EXTRACT TO READ:

The algorithm assumes that all images in the group have the same resolution and format.


Usage Example:


Set<File> imageFiles = new HashSet<>(Arrays.asList(file1, file2, file3));
PixelByPixel algorithm = new PixelByPixel();
Map<File, Set<File>> result = algorithm.apply(imageFiles);

result.forEach((key, identicalImages) -> {
    System.out.println("Original Image: " + key.getName());
    identicalImages.forEach(file -> System.out.println("  Identical Image: " + file.getName()));
});

In this example, the PixelByPixel algorithm is applied to a set of image files. The result is a map where each key is an image file, and the value is a set of images that are identical to the key image. The images are grouped based on pixel-by-pixel comparison.


Math Package:

DCT Class

The DCT class is responsible for applying the Discrete Cosine Transform (DCT) and quantization to a given matrix of image coefficients. It serves as a pipeline that combines both transformations sequentially to prepare image data for perceptual hashing, compression, or other applications.

STATED PROBLEM A:
Decide whether each statement below agrees with the text on the image-comparison algorithm. For each, answer yes or no and quote the words that decide it.
(i) The algorithm allows the images in a group to differ in resolution.
(ii) In the result, each value is a set of images identical to the key image.
(iii) The DCT class prepares image data only for compression.
STATED PROBLEM B: Extend the text on the image-comparison algorithm and its DCT class, beginning after its final sentence.

DATA SEGMENT:
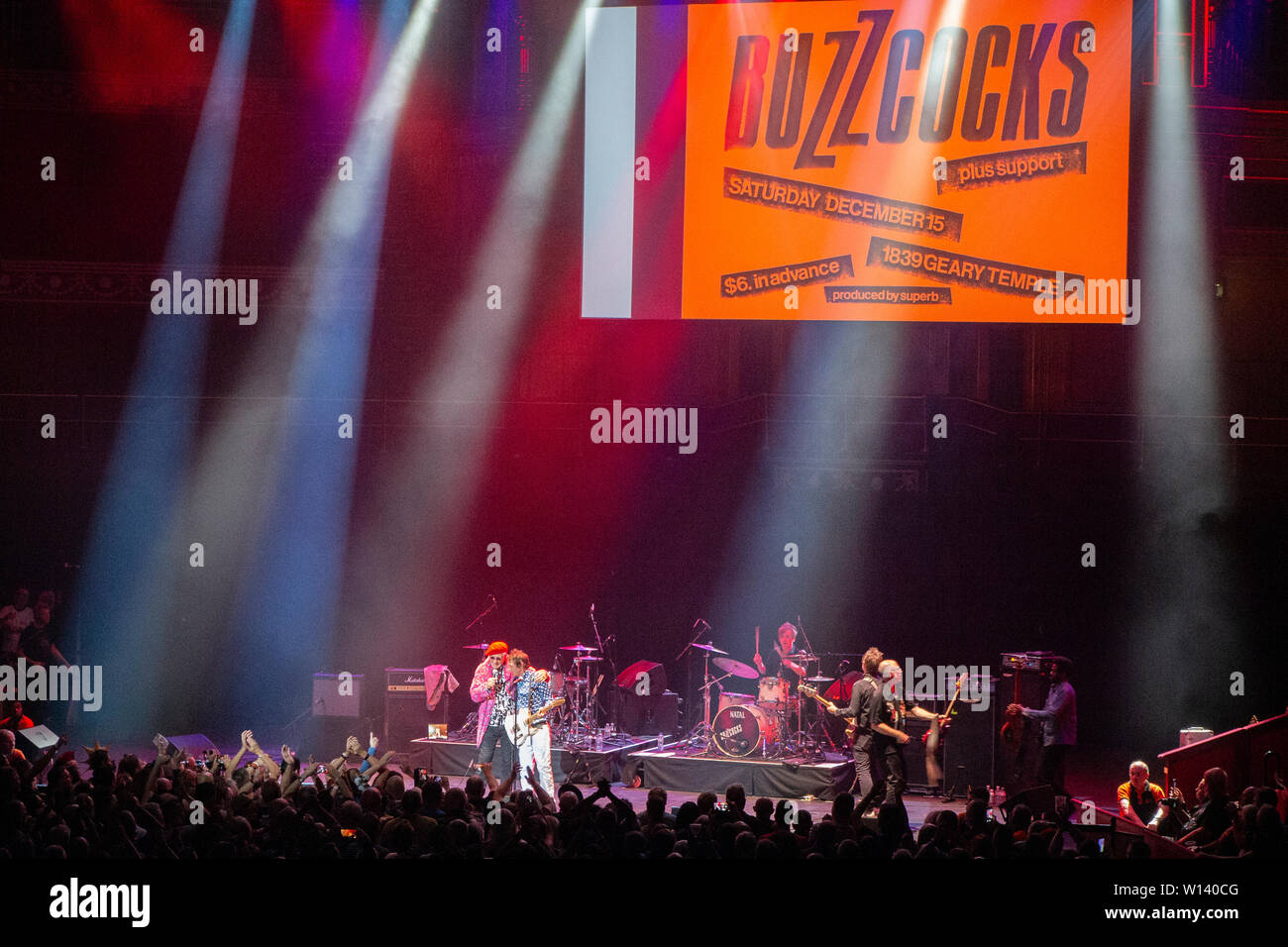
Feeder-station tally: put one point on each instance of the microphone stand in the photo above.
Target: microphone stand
(612, 669)
(700, 732)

WRITTEN REPLY A:
(i) No: "The algorithm assumes that all images in the group have the same resolution and format."
(ii) Yes: "the value is a set of images that are identical to the key image."
(iii) No: "to prepare image data for perceptual hashing, compression, or other applications."

WRITTEN REPLY B:
Dependencies:


  • pl.magzik.algorithms.math.dct.Transformer - Handles the Discrete Cosine Transform operation.
  • pl.magzik.algorithms.math.dct.Quantifier - Handles quantization of the DCT coefficients.

Constructor:


private DCT(Quantifier quantifier, Transformer transformer)

  • Parameters:
    • quantifier - The Quantifier instance, that handles quantization of the DCT coefficients.
    • transformer - The Transformer instance, that handles the Discrete Cosine transform operation.

Methods:


static double[][] apply(double[][] matrix)

  • Parameters:

    • matrix - A 2D array of doubles representing the input matrix (e.g., grayscale pixel values from an image).
  • Returns:

    • A 2D array of doubles representing the quantized DCT coefficients.
  • Purpose:

    • This method performs both DCT and quantization in sequence.
    • It creates new instances of Quantifier and Transformer, initializes the DCT pipeline, and processes the input matrix.
  • How It Works:

    • Step 1: The matrix is passed to the transform method of Transformer, which applies the Discrete Cosine Transform.
    • Step 2: The resulting DCT coefficients are passed to the quantize method of Quantifier, which reduces their precision.
    • Step 3: The final quantized matrix is returned as output.

private double[][] applyInternal(double[][] matrix)

  • Parameters:

    • matrix - A 2D array of doubles representing the input matrix.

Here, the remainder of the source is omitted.